┌─ EXTRACTED TEXT
Waiver and Hold Harmless: 
All contestants by signing the entry form agree to hold harmless any and all promoters, tournament directors, agents, agencies and organizations assisting the tournament operation. All contestants agree to waiver all responsibility for death, injuries, damage, liability, theft, fire or loss of any kind to entrants. I have read and understand and agree to abide by the above rules, and by signing the entry form is in fact signing a waiver form. Entry forms must be signed in order to participate.



NTC Qualification: 
Must be a member of the Walleye Federation to qualify for OWF points



BLA Membership: 
Each team must be a member to the BLA ($25 membership fee) prior to the first tournament, any team without a membership after the first tournament will be disqualified.


----------



## cranberrycrusher (May 24, 2009)

The mail in entry deadline is Saturday May 11th for the first tournament. Get your money in. It's a really fun tournament.


----------



## cranberrycrusher (May 24, 2009)

Sorry my mistake you can enter the tournament after the 11th. After the 11th it is cash only with a $10 late fee. So that means you can enter all the way up until the morning of the tournament.


----------



## cranberrycrusher (May 24, 2009)
└─
┌─ PROVIDED MATERIAL
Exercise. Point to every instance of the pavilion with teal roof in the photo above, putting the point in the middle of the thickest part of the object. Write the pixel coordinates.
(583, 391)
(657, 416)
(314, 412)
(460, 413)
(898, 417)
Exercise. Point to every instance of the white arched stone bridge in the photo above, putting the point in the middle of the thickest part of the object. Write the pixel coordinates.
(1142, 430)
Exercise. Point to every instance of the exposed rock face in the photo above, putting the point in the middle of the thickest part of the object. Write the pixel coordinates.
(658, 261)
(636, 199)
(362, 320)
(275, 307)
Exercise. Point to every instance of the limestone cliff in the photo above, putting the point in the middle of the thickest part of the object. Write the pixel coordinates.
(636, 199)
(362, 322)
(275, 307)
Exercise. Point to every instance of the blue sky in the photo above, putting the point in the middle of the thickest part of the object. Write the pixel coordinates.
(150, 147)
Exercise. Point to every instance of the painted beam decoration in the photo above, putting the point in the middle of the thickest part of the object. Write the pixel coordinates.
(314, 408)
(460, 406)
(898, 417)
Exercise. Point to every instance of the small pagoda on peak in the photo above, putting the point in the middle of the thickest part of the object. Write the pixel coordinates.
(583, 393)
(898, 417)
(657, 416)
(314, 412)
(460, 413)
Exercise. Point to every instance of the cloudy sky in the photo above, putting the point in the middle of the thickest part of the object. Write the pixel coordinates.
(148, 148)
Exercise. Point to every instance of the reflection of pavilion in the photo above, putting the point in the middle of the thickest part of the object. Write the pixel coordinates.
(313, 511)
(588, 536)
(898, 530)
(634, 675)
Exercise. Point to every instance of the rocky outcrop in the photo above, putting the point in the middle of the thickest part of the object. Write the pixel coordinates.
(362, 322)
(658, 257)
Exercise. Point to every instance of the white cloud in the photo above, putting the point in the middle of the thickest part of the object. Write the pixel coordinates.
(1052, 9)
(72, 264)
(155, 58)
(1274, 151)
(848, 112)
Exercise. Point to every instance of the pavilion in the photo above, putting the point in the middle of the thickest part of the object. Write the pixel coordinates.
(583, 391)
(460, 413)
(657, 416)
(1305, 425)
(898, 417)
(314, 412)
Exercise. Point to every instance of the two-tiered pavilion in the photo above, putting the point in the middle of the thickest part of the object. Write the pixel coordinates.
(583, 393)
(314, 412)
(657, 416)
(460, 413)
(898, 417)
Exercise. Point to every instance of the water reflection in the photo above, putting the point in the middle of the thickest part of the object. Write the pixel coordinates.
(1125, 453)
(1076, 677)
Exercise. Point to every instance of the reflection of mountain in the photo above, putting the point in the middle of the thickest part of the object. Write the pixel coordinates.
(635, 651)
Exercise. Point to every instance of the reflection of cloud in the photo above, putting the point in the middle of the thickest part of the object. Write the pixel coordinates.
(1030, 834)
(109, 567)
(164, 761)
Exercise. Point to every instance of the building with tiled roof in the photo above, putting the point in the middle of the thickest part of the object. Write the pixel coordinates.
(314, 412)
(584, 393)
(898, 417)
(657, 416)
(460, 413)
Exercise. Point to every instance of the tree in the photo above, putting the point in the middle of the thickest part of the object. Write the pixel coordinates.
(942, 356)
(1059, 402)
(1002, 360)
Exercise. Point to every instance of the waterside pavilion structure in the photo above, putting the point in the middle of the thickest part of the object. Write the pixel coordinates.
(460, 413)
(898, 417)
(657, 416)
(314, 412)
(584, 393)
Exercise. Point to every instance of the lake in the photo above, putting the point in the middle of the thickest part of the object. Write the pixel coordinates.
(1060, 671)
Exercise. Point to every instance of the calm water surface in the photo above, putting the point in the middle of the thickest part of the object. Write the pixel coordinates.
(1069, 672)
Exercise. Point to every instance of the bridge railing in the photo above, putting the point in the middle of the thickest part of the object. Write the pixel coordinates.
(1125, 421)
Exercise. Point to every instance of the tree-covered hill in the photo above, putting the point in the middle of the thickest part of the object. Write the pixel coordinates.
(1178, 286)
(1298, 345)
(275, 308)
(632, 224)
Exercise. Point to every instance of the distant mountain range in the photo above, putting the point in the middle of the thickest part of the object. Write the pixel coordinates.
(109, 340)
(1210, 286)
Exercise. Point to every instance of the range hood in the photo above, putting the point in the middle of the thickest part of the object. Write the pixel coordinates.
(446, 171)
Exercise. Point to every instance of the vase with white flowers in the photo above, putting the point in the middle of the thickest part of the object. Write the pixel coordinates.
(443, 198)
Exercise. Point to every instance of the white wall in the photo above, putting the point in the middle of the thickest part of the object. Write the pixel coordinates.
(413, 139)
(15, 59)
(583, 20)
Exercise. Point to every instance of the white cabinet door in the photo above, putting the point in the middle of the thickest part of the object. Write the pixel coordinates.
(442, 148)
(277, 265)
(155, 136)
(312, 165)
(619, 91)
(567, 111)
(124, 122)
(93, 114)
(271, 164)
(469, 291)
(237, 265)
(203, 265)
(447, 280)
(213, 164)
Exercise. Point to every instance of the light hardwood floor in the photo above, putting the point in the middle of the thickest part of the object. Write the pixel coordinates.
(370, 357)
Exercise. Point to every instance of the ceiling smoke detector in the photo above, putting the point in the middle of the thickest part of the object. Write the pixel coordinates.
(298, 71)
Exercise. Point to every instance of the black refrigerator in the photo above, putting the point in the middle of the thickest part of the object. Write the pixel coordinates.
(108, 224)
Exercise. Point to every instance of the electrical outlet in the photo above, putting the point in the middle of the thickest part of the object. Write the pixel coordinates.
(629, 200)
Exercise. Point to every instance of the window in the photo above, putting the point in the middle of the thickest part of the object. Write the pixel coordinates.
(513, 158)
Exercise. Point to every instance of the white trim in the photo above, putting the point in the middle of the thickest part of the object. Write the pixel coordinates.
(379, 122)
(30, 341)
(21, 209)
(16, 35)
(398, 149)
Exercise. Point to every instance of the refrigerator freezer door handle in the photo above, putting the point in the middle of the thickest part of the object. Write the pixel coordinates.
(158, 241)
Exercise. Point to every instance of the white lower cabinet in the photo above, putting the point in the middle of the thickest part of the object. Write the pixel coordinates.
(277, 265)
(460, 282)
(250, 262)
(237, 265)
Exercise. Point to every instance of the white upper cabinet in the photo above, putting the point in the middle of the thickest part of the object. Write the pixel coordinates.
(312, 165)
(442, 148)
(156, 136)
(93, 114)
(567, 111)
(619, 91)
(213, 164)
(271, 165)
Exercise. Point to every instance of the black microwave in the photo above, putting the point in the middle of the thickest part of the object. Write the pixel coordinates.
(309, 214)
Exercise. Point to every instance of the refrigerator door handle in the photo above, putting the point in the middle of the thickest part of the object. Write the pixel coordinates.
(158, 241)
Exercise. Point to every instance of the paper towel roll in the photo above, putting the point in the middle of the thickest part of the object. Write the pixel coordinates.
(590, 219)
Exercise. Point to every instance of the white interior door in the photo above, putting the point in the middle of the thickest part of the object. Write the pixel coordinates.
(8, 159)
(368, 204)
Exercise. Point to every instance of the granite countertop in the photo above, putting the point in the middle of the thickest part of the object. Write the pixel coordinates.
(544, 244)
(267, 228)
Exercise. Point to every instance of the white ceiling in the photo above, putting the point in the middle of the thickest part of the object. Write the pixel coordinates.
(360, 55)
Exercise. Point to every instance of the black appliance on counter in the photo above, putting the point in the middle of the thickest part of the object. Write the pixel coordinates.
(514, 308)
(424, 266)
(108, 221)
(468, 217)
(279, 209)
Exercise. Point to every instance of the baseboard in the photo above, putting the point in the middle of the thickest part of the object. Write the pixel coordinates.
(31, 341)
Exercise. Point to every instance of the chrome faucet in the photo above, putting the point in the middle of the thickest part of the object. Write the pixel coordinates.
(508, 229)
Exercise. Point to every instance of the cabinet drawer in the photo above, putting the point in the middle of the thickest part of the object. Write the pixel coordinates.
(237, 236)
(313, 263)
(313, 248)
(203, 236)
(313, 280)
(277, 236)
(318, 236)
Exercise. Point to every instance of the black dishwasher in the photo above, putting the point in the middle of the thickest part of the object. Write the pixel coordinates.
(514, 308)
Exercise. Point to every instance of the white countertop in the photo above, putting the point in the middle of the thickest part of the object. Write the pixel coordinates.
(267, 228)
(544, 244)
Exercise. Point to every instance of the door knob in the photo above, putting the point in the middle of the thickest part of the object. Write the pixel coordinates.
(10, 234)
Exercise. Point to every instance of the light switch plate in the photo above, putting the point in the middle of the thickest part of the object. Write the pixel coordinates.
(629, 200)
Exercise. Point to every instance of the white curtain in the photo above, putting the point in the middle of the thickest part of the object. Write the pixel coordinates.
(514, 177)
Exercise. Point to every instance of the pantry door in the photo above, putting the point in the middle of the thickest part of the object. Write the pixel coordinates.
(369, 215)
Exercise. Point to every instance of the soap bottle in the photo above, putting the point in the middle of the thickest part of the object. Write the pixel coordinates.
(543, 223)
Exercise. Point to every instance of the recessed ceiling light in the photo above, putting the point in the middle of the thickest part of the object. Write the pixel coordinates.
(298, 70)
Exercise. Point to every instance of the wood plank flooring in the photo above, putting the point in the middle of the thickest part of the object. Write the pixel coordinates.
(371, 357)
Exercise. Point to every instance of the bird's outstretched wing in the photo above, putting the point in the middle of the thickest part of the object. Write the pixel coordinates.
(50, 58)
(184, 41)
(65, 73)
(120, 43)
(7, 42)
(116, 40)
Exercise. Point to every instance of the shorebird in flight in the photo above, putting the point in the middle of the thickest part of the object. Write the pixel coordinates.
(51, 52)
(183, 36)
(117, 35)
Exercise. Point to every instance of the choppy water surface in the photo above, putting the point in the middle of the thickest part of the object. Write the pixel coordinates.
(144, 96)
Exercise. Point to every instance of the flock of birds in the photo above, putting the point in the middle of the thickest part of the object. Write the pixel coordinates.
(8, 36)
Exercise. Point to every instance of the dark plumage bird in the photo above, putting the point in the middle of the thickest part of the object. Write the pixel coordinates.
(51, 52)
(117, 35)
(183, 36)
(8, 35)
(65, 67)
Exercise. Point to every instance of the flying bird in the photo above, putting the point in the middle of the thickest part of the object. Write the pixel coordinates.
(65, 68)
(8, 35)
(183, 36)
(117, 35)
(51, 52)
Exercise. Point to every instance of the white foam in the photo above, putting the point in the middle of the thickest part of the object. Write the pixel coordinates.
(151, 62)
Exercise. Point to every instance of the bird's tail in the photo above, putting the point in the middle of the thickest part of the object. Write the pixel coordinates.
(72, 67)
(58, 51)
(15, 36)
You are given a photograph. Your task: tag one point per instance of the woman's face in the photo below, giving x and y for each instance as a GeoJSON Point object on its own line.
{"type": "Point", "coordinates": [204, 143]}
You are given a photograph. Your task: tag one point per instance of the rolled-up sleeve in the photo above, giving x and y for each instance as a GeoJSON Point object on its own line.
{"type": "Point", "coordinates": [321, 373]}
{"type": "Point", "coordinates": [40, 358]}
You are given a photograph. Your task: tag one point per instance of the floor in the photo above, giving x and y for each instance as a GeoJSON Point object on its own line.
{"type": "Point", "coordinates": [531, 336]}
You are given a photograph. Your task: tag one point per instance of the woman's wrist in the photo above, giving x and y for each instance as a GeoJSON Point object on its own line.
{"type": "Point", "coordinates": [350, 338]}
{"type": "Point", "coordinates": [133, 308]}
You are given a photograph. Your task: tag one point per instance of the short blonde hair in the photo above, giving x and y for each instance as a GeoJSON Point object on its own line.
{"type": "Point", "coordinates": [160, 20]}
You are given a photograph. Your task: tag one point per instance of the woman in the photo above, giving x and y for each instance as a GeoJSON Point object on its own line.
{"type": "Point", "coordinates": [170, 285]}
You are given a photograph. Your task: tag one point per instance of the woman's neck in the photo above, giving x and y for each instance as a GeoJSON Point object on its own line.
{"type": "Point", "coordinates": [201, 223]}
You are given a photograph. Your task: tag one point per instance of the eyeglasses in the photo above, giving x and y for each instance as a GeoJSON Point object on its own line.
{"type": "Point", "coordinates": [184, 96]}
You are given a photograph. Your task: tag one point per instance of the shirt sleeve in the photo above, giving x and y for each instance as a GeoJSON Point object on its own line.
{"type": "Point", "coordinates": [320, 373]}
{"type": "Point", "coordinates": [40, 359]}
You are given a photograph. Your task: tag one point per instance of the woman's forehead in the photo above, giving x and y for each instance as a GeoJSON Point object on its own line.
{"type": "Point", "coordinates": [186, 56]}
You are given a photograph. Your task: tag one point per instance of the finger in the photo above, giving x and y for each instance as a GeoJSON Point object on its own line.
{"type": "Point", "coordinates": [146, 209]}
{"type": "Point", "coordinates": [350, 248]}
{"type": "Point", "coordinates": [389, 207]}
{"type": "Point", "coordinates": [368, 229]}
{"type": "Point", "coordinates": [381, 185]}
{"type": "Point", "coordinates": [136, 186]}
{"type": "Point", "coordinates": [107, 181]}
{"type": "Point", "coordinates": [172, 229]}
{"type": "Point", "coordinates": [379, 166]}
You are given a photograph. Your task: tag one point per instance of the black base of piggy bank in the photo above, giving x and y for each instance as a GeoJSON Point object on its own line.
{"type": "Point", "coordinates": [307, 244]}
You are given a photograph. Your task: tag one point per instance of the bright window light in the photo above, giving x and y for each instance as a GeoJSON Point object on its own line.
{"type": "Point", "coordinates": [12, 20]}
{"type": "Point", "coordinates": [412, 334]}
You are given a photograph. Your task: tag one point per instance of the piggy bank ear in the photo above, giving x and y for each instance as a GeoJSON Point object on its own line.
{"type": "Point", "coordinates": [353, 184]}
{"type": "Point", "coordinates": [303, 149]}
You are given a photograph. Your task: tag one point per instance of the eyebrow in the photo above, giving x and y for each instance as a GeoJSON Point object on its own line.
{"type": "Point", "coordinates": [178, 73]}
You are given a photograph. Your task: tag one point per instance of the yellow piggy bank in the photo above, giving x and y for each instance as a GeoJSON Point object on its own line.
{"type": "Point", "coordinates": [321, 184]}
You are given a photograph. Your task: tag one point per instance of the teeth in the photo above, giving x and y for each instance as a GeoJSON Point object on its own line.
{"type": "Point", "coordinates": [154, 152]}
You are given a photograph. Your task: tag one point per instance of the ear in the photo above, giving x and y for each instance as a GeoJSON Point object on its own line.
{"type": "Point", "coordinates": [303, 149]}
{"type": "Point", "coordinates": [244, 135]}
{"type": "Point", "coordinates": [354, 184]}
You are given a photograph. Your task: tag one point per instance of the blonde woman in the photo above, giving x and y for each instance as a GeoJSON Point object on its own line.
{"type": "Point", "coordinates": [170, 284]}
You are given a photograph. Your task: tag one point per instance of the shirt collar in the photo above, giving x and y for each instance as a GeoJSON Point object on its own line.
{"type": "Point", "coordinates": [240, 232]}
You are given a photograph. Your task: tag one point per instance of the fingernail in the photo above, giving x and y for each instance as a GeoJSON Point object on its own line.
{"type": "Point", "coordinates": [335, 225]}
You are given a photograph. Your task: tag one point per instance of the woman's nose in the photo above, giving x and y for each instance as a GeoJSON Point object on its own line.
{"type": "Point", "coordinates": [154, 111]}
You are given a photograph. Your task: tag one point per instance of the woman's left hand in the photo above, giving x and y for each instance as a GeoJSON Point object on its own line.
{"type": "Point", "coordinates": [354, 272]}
└─
## AIM OF THE EXERCISE
List every party that contestants agree to hold harmless under the waiver in the tournament text.

## FINAL RESULT
- Promoters
- Tournament directors
- Agents
- Agencies
- Organizations assisting the tournament operation